[Free-text object descriptions]

================================

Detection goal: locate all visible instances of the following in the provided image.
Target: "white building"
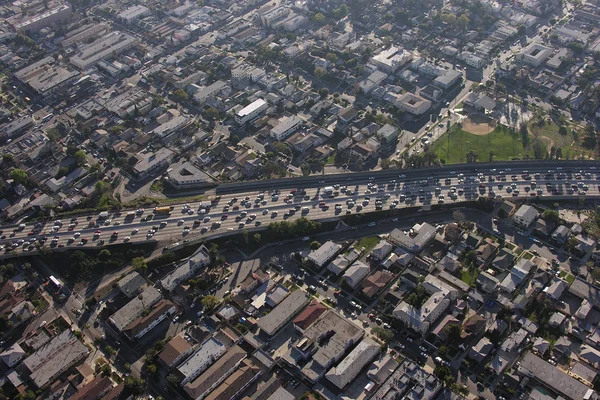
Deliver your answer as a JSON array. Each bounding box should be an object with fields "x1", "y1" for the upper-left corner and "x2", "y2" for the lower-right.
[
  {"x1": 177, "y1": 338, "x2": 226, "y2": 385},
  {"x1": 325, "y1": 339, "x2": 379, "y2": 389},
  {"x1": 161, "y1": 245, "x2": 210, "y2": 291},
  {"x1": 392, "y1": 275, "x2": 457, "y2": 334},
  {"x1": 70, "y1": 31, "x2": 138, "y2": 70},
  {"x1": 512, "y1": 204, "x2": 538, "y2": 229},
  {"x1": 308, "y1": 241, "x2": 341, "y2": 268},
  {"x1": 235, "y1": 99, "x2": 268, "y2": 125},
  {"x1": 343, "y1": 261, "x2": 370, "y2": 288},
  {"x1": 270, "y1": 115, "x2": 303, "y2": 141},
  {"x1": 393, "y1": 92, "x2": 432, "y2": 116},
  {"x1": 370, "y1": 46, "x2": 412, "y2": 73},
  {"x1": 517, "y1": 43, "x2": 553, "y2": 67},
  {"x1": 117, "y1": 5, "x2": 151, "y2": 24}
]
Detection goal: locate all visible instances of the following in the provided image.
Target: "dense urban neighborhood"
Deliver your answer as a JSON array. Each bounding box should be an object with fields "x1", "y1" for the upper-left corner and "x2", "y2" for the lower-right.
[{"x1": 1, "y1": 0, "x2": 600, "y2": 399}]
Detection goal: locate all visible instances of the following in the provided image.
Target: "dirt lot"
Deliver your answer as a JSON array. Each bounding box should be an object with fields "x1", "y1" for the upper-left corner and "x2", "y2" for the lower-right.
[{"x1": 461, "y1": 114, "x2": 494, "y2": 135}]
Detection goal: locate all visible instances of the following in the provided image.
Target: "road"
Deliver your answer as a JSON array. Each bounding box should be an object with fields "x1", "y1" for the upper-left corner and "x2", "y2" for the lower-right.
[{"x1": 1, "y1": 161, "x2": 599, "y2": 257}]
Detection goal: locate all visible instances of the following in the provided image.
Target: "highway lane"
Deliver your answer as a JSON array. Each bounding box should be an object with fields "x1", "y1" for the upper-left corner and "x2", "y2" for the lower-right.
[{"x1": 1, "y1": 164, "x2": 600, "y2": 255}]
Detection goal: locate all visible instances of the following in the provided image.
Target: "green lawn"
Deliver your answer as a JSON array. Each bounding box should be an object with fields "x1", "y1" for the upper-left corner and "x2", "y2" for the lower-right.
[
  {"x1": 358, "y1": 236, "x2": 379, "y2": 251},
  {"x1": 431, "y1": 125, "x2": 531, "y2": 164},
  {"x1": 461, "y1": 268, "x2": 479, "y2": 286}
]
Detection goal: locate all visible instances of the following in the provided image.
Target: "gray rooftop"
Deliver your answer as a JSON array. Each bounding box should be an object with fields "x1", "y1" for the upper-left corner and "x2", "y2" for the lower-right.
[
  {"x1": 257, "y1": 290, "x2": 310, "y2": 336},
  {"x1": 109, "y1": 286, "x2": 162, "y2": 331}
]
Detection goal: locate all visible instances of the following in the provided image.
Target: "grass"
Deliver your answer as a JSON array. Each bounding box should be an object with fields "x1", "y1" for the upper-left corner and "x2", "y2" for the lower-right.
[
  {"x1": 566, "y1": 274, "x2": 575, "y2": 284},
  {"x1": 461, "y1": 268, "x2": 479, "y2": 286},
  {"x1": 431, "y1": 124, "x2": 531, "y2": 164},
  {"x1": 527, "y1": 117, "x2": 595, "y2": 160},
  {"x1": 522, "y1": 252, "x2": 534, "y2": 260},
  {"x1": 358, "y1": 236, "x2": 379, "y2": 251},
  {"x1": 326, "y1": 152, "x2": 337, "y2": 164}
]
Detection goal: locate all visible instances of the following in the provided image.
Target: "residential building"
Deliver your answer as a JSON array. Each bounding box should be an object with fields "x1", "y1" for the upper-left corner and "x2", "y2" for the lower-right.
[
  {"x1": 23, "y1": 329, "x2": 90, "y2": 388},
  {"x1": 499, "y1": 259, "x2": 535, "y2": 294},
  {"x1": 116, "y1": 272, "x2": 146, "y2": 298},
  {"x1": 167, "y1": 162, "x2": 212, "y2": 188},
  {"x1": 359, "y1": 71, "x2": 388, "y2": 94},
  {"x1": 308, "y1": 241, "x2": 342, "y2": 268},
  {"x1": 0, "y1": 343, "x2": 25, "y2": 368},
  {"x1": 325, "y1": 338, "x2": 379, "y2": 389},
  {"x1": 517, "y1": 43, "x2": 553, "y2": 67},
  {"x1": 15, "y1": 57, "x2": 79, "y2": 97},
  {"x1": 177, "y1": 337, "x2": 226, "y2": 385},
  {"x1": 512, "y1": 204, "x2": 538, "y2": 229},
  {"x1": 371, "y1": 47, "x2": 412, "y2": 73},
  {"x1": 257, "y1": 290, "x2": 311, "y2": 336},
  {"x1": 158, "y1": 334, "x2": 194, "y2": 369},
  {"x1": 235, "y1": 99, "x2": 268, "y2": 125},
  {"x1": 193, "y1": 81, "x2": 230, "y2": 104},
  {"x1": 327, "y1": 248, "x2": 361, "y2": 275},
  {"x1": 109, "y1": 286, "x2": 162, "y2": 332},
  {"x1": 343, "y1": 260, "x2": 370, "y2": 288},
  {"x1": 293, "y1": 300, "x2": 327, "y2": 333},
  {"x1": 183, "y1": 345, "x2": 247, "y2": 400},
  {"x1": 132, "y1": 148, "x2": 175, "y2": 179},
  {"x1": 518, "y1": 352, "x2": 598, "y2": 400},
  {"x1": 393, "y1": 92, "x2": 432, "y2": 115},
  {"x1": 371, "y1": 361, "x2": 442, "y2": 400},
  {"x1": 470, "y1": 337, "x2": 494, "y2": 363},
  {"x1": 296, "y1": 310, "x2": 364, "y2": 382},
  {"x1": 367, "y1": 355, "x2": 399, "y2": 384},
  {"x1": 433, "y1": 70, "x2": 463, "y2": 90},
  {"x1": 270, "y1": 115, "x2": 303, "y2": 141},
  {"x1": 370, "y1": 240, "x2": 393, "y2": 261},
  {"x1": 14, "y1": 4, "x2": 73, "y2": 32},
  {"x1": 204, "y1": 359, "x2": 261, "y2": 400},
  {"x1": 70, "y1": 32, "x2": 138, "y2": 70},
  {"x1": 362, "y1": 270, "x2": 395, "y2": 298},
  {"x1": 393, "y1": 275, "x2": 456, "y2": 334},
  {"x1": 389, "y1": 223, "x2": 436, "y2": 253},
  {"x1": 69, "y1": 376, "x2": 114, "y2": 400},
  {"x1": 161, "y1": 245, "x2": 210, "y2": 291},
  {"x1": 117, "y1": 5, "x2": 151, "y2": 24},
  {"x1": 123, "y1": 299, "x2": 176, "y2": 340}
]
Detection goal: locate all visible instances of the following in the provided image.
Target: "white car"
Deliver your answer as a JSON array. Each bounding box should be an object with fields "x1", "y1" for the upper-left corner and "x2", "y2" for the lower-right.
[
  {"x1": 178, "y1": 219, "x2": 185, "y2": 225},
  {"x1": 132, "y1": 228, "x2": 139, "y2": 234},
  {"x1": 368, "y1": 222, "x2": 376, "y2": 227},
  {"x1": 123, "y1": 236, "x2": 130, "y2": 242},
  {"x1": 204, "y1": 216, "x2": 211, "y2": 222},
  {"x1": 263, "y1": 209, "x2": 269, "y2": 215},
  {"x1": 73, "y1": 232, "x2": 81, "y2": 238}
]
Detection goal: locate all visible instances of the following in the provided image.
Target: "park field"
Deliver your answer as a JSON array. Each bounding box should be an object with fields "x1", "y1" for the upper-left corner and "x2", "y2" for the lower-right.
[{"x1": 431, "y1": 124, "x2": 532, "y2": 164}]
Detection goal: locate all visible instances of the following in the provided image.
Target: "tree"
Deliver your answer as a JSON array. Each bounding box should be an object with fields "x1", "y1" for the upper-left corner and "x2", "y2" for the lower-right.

================================

Filter the entries down to the lines with the word "white" in them.

Target: "white building"
Target: "white car"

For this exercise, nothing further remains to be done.